** Opening PROVIDED RECORDS block **

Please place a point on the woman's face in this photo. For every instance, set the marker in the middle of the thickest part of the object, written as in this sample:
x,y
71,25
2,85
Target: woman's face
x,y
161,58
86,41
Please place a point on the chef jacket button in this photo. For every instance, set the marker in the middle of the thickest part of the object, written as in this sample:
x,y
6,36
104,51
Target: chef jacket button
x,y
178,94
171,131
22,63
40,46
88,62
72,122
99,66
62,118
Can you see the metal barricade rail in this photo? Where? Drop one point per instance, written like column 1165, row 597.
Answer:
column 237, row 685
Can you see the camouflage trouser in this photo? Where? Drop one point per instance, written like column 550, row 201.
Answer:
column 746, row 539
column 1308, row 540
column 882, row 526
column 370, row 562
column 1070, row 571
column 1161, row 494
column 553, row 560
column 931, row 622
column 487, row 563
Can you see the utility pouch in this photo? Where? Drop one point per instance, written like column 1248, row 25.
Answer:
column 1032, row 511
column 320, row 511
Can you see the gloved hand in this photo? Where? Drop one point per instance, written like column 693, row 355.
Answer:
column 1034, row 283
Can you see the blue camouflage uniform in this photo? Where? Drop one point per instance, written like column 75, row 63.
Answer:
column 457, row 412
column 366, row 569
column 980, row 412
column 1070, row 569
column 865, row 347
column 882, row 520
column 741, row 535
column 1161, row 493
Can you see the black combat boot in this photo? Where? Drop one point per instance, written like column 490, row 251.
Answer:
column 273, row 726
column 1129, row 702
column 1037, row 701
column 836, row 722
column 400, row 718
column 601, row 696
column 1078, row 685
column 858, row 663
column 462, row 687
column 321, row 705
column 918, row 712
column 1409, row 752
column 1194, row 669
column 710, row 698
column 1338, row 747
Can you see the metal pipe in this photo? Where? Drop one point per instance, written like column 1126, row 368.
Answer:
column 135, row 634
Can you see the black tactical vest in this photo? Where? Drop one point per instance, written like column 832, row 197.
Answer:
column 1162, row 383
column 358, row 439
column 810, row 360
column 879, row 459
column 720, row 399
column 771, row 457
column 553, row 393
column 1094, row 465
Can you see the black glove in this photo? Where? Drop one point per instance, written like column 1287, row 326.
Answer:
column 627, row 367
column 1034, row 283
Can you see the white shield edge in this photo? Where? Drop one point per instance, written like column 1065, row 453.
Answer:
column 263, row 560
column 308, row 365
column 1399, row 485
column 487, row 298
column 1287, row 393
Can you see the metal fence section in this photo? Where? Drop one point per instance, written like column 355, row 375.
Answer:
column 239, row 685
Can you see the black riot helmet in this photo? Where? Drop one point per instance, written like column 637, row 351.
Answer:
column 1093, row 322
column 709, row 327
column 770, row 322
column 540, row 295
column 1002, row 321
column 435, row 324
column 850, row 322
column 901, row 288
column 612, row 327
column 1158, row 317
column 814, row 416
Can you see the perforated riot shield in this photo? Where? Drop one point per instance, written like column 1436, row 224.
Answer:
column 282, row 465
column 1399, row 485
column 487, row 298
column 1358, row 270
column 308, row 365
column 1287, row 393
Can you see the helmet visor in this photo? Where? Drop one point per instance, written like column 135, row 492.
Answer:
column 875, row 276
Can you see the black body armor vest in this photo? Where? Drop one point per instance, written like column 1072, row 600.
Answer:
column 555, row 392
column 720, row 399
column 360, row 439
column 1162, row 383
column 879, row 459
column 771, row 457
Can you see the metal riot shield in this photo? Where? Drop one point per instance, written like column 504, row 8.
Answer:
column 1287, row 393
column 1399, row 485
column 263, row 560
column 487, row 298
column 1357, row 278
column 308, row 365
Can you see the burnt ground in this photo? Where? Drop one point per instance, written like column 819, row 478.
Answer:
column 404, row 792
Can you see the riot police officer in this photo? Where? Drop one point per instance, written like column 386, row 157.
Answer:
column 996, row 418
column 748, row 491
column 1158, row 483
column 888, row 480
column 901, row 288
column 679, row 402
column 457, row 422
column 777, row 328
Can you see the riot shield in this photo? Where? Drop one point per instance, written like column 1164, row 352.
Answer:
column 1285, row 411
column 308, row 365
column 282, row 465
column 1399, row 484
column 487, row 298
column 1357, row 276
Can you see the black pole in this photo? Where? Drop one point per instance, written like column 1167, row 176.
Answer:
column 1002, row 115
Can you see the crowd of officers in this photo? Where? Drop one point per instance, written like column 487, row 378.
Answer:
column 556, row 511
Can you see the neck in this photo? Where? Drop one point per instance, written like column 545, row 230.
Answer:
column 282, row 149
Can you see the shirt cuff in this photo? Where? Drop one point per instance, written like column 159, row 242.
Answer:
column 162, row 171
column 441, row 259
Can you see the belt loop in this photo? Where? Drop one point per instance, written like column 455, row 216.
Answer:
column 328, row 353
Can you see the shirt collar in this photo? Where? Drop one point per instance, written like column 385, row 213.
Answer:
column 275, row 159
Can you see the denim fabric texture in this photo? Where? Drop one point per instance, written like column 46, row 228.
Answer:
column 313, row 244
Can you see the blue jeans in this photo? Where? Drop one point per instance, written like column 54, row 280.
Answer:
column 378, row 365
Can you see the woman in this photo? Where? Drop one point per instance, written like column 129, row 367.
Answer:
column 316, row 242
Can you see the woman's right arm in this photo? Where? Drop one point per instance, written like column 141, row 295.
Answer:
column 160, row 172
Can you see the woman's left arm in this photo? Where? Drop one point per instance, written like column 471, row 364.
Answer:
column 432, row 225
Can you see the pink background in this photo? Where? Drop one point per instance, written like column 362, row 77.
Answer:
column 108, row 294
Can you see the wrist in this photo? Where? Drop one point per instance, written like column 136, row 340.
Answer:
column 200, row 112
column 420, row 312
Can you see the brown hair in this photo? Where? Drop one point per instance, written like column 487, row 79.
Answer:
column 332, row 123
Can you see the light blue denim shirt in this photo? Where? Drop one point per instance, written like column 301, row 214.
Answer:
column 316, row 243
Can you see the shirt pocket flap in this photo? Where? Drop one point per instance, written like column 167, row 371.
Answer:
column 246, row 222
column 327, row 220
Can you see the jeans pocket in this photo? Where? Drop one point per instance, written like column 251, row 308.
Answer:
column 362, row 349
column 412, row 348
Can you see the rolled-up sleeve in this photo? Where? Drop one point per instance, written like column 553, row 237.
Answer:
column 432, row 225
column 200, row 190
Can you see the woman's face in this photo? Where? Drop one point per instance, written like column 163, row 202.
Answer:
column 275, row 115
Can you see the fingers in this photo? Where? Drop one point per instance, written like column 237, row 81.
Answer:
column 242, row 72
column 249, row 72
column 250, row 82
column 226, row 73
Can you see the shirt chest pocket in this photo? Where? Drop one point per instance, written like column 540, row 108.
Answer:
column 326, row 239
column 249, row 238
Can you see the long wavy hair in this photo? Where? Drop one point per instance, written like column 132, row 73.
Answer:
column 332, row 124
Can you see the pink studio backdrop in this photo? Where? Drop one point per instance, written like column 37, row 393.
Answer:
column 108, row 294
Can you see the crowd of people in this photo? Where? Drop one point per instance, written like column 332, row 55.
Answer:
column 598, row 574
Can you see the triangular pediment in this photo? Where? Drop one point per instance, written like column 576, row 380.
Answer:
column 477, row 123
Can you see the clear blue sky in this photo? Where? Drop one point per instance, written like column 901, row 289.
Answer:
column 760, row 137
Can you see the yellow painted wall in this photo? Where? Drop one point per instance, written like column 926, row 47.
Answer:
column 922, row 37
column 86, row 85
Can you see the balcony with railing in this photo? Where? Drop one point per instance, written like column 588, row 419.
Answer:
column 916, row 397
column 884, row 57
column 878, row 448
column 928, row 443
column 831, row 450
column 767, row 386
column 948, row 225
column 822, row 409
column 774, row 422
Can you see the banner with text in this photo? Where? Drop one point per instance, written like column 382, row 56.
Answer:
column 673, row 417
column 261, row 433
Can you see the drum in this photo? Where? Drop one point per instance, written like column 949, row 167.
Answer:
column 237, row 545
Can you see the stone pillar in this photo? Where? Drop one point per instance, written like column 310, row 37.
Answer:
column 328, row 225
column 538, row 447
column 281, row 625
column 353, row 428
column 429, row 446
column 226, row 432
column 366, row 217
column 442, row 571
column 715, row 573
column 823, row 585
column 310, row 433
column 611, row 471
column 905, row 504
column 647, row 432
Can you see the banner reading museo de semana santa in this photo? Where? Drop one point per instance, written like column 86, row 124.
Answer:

** Closing PROVIDED RECORDS block **

TASK REQUIREMENTS →
Please find every line in the records above that holds the word "jeans" and copy it.

ANSWER TO THIS PROBLEM →
Can you see the blue jeans in this photo? Where? Drop one point per instance, written like column 54, row 280.
Can you see the jeans pocket in this photo? Where? Drop one point per instance, written like column 251, row 308.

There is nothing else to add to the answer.